Give a verbatim repeat of the lines that run from the line containing "Spot the tall" to the end of the data below.

□ □ □ □

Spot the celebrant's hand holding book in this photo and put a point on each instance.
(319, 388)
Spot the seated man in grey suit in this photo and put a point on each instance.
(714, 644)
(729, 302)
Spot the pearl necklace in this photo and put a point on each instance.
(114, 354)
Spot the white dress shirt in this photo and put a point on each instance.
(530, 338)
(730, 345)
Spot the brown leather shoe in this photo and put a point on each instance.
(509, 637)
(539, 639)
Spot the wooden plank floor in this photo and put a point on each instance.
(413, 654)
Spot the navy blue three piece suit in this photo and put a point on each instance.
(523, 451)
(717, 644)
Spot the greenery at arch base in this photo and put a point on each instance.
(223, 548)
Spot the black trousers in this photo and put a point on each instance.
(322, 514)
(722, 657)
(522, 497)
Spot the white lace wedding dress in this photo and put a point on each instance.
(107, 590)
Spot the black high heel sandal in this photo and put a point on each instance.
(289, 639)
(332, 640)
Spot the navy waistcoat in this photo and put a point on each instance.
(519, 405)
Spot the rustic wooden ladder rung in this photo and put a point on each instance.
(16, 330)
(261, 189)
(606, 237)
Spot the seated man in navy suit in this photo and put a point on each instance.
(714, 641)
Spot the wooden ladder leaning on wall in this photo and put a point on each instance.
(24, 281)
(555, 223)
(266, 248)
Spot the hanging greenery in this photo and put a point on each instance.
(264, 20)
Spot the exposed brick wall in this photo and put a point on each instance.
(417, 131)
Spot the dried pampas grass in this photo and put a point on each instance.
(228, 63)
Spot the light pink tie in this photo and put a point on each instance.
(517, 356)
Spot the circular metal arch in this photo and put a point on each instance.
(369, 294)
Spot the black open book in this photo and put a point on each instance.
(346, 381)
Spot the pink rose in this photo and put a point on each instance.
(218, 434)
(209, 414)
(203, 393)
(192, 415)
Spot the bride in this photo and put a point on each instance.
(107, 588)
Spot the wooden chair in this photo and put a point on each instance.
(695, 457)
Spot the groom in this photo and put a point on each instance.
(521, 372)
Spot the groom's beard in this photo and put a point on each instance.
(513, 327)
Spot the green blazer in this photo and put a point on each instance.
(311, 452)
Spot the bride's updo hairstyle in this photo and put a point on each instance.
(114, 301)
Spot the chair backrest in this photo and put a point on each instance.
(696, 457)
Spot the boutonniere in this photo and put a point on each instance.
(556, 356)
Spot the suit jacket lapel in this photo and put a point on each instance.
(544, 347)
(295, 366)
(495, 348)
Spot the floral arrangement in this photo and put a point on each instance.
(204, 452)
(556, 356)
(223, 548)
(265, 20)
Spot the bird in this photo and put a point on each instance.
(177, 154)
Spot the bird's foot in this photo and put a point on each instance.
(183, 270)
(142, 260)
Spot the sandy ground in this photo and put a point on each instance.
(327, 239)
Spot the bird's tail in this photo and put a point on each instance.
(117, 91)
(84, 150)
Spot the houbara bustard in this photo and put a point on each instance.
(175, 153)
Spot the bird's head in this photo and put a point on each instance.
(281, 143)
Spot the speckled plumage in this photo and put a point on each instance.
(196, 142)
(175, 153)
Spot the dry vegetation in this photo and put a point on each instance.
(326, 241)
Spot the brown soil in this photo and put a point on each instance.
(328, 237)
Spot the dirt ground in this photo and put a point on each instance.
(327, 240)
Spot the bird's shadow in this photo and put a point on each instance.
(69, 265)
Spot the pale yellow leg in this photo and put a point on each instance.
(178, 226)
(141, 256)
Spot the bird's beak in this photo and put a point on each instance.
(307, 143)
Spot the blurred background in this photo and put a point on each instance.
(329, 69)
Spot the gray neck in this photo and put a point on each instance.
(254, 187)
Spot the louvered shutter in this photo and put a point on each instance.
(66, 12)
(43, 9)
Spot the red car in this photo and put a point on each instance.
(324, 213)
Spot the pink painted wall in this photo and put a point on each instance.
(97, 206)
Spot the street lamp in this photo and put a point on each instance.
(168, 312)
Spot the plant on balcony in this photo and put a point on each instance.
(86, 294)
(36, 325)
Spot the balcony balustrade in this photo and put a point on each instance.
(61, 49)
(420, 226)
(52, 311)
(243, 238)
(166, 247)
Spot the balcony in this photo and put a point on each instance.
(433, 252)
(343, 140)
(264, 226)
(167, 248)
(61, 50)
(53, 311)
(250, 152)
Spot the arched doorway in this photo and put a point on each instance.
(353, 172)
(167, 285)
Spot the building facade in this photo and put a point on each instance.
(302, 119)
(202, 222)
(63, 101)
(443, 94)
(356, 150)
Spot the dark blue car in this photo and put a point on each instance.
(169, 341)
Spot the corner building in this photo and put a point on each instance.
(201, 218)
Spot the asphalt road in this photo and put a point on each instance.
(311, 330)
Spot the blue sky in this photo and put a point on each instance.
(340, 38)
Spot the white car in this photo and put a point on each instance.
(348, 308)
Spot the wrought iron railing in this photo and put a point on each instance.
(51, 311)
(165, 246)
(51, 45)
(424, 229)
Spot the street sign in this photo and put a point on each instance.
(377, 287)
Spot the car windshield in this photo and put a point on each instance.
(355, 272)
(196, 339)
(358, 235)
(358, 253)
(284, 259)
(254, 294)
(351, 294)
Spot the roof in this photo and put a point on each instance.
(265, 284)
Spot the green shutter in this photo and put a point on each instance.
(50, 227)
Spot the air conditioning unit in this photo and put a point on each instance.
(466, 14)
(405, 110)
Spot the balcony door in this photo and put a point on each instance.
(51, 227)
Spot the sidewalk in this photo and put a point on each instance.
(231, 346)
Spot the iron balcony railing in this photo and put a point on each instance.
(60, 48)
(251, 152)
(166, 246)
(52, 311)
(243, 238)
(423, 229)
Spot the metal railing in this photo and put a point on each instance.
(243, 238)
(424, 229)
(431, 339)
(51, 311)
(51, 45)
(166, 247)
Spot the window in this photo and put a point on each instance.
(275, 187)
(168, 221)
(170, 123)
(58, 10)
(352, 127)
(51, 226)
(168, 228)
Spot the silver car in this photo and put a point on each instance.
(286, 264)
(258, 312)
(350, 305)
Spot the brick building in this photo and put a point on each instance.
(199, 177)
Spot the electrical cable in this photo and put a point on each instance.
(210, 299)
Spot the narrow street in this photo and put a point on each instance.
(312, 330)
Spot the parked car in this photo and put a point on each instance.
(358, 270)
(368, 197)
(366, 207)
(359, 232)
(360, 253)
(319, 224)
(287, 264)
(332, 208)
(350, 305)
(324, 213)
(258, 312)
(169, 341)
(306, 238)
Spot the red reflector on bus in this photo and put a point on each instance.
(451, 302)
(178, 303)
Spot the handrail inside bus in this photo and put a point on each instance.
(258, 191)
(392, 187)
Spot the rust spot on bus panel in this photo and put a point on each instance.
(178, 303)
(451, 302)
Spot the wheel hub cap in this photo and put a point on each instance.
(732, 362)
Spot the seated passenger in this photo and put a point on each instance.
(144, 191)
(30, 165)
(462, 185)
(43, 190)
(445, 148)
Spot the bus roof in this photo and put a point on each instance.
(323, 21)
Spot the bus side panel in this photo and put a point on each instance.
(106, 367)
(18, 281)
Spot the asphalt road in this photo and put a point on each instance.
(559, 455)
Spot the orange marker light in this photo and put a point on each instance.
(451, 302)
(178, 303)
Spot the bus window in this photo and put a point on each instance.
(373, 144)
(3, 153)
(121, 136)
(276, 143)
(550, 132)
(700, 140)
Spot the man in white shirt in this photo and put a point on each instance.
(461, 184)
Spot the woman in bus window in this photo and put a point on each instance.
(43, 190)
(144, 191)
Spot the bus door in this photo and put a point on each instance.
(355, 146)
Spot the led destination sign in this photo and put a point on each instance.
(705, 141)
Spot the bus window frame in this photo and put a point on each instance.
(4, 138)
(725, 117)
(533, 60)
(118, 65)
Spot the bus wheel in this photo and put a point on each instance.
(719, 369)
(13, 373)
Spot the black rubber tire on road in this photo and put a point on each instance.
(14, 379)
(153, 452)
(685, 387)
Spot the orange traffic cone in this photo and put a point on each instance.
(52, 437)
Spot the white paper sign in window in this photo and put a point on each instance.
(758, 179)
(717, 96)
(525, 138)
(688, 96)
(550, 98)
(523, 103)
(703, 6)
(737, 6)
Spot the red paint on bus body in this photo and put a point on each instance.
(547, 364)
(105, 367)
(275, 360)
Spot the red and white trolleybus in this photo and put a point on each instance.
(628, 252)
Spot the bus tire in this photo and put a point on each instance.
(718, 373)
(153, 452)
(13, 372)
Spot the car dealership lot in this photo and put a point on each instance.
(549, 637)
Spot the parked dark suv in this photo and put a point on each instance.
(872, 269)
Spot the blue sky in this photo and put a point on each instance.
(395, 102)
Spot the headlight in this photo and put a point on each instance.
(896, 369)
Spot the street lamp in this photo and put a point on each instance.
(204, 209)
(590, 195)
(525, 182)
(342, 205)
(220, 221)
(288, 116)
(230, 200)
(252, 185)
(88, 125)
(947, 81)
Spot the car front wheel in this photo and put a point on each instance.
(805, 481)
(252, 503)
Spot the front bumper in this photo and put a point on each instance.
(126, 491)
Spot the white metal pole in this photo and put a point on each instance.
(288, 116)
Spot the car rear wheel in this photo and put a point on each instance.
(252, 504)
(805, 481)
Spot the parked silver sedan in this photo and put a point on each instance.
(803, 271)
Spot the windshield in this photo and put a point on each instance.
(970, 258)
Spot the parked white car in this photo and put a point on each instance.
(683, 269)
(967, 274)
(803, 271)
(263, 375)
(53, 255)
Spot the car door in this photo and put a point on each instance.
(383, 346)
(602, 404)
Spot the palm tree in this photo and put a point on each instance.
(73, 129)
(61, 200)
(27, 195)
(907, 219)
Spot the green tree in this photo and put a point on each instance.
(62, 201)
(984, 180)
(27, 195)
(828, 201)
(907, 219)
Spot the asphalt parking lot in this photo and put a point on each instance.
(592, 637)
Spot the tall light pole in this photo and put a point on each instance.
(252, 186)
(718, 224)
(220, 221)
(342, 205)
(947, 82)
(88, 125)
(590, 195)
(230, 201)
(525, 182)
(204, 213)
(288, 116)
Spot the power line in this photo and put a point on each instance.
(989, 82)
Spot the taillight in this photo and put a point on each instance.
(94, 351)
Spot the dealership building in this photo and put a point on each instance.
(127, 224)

□ □ □ □

(Solution to the exercise):
Spot the tall light pole in this photo and put a point on each instance.
(252, 186)
(718, 224)
(220, 221)
(342, 205)
(947, 82)
(88, 125)
(590, 195)
(230, 201)
(525, 182)
(204, 213)
(288, 116)
Spot the power line in this photo and put a point on each instance.
(989, 82)
Spot the taillight in this photo and put a point on each instance.
(94, 351)
Spot the dealership building in this photo and put a point on each instance.
(127, 224)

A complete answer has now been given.